** EXERCISE GOAL **
Every record that follows should be printed verbatim.

** MATERIAL SUPPLIED **
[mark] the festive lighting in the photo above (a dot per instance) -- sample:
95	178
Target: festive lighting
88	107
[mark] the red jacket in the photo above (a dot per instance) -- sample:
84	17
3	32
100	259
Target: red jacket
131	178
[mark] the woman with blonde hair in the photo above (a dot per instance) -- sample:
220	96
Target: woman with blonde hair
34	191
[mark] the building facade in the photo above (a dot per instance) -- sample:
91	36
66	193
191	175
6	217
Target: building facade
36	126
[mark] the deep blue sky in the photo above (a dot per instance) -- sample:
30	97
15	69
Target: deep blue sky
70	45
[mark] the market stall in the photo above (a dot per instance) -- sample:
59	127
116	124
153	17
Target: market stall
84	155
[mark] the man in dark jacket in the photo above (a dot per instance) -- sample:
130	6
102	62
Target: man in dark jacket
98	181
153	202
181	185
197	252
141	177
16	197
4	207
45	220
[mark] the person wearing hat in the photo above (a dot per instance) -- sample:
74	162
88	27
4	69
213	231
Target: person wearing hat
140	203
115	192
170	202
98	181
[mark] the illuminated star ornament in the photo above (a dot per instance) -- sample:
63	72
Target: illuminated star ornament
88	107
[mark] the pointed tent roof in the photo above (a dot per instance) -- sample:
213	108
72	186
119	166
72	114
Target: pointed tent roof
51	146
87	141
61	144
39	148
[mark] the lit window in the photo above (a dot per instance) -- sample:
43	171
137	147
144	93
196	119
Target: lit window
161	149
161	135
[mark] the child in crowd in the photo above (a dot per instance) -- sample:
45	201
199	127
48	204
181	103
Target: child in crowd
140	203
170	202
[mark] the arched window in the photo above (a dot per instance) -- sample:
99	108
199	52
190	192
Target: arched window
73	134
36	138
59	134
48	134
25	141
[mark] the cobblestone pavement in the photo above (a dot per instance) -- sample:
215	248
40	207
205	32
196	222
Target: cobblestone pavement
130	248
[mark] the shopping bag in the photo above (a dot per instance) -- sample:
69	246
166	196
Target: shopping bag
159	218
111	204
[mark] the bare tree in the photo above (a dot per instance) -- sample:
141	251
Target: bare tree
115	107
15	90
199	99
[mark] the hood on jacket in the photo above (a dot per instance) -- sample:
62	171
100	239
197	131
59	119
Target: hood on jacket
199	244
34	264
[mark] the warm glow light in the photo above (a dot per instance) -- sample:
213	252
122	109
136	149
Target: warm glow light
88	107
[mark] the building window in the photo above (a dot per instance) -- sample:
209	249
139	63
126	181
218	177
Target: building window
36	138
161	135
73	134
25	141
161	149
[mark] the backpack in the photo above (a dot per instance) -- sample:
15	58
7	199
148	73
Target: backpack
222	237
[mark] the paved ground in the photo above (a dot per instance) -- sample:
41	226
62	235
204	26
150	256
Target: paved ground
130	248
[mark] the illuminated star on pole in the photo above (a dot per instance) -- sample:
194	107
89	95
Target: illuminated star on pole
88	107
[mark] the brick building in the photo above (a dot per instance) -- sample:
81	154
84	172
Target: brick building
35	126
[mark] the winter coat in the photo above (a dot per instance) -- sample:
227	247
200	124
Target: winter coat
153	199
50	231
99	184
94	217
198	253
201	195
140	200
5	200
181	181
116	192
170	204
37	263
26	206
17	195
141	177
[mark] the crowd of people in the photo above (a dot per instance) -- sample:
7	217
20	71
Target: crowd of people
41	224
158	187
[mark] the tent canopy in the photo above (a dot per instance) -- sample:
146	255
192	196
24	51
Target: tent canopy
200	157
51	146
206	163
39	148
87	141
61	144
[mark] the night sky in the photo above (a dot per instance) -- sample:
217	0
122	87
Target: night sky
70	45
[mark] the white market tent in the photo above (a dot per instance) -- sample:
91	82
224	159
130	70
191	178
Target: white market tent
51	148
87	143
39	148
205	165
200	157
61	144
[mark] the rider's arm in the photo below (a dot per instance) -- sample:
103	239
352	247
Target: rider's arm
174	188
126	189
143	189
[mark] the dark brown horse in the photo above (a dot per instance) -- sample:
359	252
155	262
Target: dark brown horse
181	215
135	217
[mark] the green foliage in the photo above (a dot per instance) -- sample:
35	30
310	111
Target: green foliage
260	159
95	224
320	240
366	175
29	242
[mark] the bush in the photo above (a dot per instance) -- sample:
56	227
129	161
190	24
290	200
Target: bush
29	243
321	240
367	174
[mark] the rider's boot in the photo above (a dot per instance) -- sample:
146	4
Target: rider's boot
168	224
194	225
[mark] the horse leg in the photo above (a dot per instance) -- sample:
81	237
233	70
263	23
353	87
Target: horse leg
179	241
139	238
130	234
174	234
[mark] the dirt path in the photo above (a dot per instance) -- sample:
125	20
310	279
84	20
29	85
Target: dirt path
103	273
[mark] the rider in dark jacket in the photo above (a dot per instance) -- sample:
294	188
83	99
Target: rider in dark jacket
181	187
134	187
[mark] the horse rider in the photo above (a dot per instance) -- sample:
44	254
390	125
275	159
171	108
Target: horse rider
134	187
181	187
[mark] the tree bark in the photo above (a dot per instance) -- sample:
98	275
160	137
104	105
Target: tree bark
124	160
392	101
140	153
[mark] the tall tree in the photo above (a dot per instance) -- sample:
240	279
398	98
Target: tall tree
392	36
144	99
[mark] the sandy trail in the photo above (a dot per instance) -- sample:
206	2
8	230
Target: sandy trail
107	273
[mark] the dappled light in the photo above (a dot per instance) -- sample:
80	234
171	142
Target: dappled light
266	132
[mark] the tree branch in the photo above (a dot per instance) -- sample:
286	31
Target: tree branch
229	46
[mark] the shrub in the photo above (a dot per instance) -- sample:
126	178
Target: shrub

** ANSWER TO THIS EXERCISE **
[mark] the festive lighting in the photo above (a dot per instance) -- sample:
95	178
Target: festive lighting
88	107
[mark] the red jacket in the photo above (a dot per instance) -- sample:
84	17
3	32
100	259
Target: red jacket
131	178
[mark] the woman with blonde hair in the photo above (a dot per instance) -- sample:
220	96
Target: woman with blonde hair
34	191
[mark] the building facade in the photo above (a dot per instance) -- sample:
91	36
66	193
191	175
6	217
Target: building facade
36	126
[mark] the deep blue sky in the photo above (a dot per instance) -- sample:
30	97
15	69
Target: deep blue sky
70	45
[mark] the market stall in the photo above (a dot per instance) -- sample:
59	127
116	124
153	17
Target: market stall
84	155
[mark] the man in dark jacket in the photo above (a dot per instance) -- sample:
130	6
102	62
Target: man in dark jacket
98	181
153	202
181	185
197	252
141	177
16	197
4	207
45	220
[mark] the person wearing hat in the photo above (a dot per instance) -- sample:
74	162
88	27
4	69
213	231
Target: person wearing hat
140	203
115	192
170	202
98	181
[mark] the illuminated star ornament in the photo above (a dot per instance) -- sample:
63	72
Target: illuminated star ornament
88	107
[mark] the pointed tent roof in the photo above (a dot per instance) -- sample:
213	108
72	186
119	166
72	114
Target: pointed tent roof
51	146
87	141
61	144
39	148
[mark] the lit window in the photo above (a dot per instance) -- sample:
43	171
137	147
144	93
196	119
Target: lit window
161	149
161	135
[mark] the child in crowd in the photo above (a dot per instance) -- sample:
45	201
199	127
48	204
181	103
Target: child in crowd
140	203
170	202
[mark] the arched window in the photo above (a dot per instance) -- sample:
99	108
199	52
190	192
Target: arched window
73	134
36	138
59	134
48	134
25	141
[mark] the cobblestone pavement in the photo above (a dot per instance) -- sample:
215	248
40	207
205	32
196	222
Target: cobblestone pavement
130	248
[mark] the shopping bag in the photo above (a dot per instance) -- sample:
69	246
166	196
Target: shopping bag
159	218
111	204
[mark] the bare tree in the photo above (a dot per instance) -- sample:
141	251
Target: bare tree
115	107
15	90
199	99
[mark] the hood on jacket in the photo above (a dot per instance) -- sample:
62	171
100	239
197	131
59	119
Target: hood on jacket
199	244
34	264
[mark] the warm glow light in the photo above (a dot per instance) -- sample:
213	252
122	109
136	149
Target: warm glow light
88	107
[mark] the building window in the photo above (a dot per instance) -- sample:
209	249
139	63
126	181
218	177
Target: building window
36	138
161	135
73	134
25	141
161	149
[mark] the backpack in the photo above (a dot per instance) -- sample:
15	58
7	199
148	73
Target: backpack
222	237
[mark] the paved ground in the photo above (a dot per instance) -- sample:
41	226
62	235
204	26
150	256
Target: paved ground
130	248
[mark] the illuminated star on pole in the photo above (a dot per instance) -- sample:
194	107
89	95
Target: illuminated star on pole
88	107
[mark] the brick building in the photo above (a dot per instance) -- sample:
81	154
84	172
Target: brick building
35	126
[mark] the winter coat in the photo above (a dot per instance) -- sample:
227	247
200	124
Target: winter coat
153	199
50	231
99	184
94	217
198	253
201	195
140	200
5	200
181	181
116	192
170	204
37	263
26	206
17	195
141	177
[mark] the crowd of people in the photo above (a dot per instance) -- sample:
7	217
20	71
Target: crowd of people
41	224
158	187
[mark] the tent canopy in the photo above (a dot per instance) -- sample:
146	255
192	196
24	51
Target: tent canopy
200	157
51	146
206	163
39	148
87	141
61	144
[mark] the night sky in the photo above (a dot per instance) -- sample:
217	0
122	87
Target: night sky
70	45
[mark] the white market tent in the photo above (a dot per instance) -- sample:
91	82
224	159
130	70
191	178
Target: white market tent
51	148
87	143
39	148
205	165
200	157
61	144
[mark] the rider's arm in the photo below (a dot per instance) -- sample:
103	239
352	247
Target: rider's arm
174	188
126	189
143	189
[mark] the dark brown horse in the photo above (a dot per instance) -- sample:
359	252
155	262
Target: dark brown horse
181	215
135	217
[mark] the green foliage in the photo above (a dot per instance) -- sample:
35	30
310	111
Target: green foliage
260	159
95	224
320	240
366	175
29	242
[mark] the bush in the photo above (a dot per instance) -- sample:
56	227
129	161
190	24
290	200
Target: bush
29	243
321	240
367	174
[mark] the rider's boot in the photo above (a dot per instance) -- sample:
146	4
Target: rider's boot
168	224
194	225
[mark] the horse leg in the photo above (a dot per instance) -- sample:
81	237
233	70
263	23
353	87
Target: horse leg
179	241
139	238
130	234
174	234
[mark] the dirt path in the photo above (a dot per instance) -- sample:
125	20
310	279
84	20
29	85
Target: dirt path
103	273
[mark] the rider in dark jacket in the photo above (a dot per instance) -- sample:
294	188
83	99
Target: rider in dark jacket
181	187
134	187
[mark] the horse rider in the photo above (a dot per instance) -- sample:
44	254
390	125
275	159
171	108
Target: horse rider
134	187
181	187
[mark] the tree bark in the photo above (a dot per instance) -- sample:
98	275
160	137
104	105
Target: tree bark
124	160
392	101
140	153
[mark] the tall tree in the photo above (a dot per instance) -- sample:
240	279
398	98
Target: tall tree
392	36
144	99
[mark] the sandy trail in the photo above (a dot per instance) -- sample:
206	2
8	230
Target: sandy trail
107	273
[mark] the dappled light in the photo above (a dot per instance) -- sample:
80	234
171	142
Target: dappled light
266	132
[mark] the tree branch in the photo above (a dot per instance) -- sample:
286	31
Target: tree branch
229	46
[mark] the shrub in the photo above (a dot per instance) -- sample:
126	178
Target: shrub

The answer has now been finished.